1992 Hungarian Grand Prix
- Date: 12 July 1992
- Official name: HB Magyar Nagydíj
- Location: Hungaroring
- Course: Permanent racing facility; 3.968 km (2.466 mi);

500cc

Pole position
- Rider: Doug Chandler
- Time: 1:43.028

Fastest lap
- Rider: Alex Barros
- Time: 1:46.862

Podium
- First: Eddie Lawson
- Second: Doug Chandler
- Third: Randy Mamola

250cc

Pole position
- Rider: Luca Cadalora
- Time: 1:44.069

Fastest lap
- Rider: Pierfrancesco Chili
- Time: 1:44.995

Podium
- First: Luca Cadalora
- Second: Loris Reggiani
- Third: Alberto Puig

125cc

Pole position
- Rider: Alessandro Gramigni
- Time: 1:50.034

Fastest lap
- Rider: Fausto Gresini
- Time: 1:50.150

Podium
- First: Alessandro Gramigni
- Second: Ralf Waldmann
- Third: Fausto Gresini

= 1992 Hungarian motorcycle Grand Prix =

The 1992 Hungarian motorcycle Grand Prix was the ninth round of the 1992 Grand Prix motorcycle racing season. It took place on the weekend of 10–12 July 1992 at the Hungaroring circuit.

[Provided data]
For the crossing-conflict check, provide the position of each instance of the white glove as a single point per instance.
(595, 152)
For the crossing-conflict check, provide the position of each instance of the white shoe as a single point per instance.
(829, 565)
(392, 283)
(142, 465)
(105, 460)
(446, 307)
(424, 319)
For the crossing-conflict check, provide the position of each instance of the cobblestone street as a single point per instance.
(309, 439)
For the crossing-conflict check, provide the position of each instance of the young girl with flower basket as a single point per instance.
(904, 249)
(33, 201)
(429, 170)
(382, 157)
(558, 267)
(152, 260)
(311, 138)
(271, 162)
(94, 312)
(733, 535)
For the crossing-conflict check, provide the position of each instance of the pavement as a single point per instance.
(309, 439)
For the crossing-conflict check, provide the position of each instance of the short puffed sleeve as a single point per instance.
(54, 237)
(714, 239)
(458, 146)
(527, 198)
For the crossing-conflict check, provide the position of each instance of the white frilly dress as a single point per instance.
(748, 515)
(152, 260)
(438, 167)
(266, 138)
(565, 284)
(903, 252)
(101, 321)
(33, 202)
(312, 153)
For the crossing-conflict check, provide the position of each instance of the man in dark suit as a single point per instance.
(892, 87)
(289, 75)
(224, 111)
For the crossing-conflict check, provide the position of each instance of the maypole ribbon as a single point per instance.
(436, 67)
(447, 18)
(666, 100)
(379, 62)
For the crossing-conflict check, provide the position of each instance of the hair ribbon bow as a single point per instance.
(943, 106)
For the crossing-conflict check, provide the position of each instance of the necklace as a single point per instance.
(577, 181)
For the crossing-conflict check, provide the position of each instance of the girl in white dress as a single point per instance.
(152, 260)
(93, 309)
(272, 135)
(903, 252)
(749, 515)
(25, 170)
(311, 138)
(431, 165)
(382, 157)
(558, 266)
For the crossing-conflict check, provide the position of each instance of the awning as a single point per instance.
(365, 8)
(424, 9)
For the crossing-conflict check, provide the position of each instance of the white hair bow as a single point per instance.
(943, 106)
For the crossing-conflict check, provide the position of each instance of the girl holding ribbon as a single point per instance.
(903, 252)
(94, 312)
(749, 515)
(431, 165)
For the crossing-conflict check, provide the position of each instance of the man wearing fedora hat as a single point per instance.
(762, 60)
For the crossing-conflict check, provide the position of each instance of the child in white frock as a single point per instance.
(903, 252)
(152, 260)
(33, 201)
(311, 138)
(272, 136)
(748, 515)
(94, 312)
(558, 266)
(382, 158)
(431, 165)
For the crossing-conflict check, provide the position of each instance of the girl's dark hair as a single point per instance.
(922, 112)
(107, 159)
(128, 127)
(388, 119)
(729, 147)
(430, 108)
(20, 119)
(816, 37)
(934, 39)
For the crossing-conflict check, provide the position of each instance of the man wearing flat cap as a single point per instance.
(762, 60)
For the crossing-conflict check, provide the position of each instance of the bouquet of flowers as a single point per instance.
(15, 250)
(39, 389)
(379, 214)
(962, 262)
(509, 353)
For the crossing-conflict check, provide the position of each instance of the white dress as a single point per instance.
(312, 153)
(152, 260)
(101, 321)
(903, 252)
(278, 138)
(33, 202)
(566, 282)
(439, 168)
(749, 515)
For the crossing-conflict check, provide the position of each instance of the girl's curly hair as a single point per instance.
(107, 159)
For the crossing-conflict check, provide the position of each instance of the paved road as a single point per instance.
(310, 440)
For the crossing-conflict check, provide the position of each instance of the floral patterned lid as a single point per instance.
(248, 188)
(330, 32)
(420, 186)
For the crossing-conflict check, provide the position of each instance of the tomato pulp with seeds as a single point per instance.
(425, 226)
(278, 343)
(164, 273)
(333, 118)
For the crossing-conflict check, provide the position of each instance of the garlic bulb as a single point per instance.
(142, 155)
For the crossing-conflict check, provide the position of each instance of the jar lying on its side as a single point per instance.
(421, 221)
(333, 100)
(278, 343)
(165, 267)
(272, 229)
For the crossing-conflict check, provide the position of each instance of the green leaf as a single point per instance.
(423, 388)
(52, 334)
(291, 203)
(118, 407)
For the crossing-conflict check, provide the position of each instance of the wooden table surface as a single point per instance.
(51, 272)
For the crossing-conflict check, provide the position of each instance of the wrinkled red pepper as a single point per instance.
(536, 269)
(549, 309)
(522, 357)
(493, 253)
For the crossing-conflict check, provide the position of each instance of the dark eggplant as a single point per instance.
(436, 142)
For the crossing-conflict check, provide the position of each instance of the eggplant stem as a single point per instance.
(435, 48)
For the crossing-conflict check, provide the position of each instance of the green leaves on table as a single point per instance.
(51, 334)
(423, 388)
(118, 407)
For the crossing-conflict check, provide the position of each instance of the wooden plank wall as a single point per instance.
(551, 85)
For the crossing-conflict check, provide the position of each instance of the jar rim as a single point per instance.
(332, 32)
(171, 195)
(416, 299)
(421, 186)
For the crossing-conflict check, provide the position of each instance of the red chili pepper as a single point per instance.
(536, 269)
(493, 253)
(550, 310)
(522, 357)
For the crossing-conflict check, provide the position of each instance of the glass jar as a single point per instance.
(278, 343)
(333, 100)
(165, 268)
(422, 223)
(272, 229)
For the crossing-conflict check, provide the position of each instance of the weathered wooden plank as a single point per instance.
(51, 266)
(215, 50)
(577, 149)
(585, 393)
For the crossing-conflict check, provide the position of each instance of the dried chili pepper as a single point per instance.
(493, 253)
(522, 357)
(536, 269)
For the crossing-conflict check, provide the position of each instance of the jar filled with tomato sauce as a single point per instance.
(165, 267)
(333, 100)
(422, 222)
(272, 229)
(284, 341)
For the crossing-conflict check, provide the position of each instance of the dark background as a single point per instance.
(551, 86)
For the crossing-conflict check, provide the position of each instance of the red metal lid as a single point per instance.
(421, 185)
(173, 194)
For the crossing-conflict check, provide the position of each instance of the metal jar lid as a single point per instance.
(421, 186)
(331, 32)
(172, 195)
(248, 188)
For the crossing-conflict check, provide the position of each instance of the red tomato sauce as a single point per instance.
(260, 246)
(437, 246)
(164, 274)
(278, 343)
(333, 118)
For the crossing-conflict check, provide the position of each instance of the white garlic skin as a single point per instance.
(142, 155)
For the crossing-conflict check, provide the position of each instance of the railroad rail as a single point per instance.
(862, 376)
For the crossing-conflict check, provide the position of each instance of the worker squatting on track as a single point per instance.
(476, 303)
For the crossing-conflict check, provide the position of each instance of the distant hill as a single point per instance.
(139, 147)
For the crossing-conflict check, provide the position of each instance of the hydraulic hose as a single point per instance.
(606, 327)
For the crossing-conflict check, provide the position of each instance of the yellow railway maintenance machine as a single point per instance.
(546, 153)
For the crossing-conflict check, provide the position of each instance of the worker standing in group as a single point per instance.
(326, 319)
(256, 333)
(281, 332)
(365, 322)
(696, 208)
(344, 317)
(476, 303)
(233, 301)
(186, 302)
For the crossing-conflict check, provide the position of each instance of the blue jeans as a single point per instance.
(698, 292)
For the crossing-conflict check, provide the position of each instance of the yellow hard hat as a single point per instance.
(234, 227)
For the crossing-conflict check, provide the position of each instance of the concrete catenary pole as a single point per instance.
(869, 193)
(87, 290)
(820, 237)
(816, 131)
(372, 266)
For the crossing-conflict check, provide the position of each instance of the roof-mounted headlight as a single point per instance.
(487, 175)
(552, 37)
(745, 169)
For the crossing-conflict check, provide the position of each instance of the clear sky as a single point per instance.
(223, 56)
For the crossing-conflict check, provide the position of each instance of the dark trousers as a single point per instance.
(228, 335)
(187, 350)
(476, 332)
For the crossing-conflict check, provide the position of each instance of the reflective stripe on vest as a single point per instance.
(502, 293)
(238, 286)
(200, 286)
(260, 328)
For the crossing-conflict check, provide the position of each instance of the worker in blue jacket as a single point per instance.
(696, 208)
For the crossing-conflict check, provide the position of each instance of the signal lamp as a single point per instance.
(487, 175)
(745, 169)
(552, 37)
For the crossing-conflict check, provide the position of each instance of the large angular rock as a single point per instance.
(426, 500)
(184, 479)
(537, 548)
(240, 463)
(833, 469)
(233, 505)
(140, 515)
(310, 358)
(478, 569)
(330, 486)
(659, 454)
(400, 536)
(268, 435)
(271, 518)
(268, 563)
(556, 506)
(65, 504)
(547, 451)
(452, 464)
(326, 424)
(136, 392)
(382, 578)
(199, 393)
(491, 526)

[Tasks and exercises]
A. Please repeat word for word the part of the Grand Prix summary starting with "The 1992 Hungarian" and going on through "the Hungaroring circuit.".
B. In the Grand Prix summary, who set the fastest lap in the 125cc class?

[Solutions]
A.
The 1992 Hungarian motorcycle Grand Prix was the ninth round of the 1992 Grand Prix motorcycle racing season. It took place on the weekend of 10–12 July 1992 at the Hungaroring circuit.

B. Fausto Gresini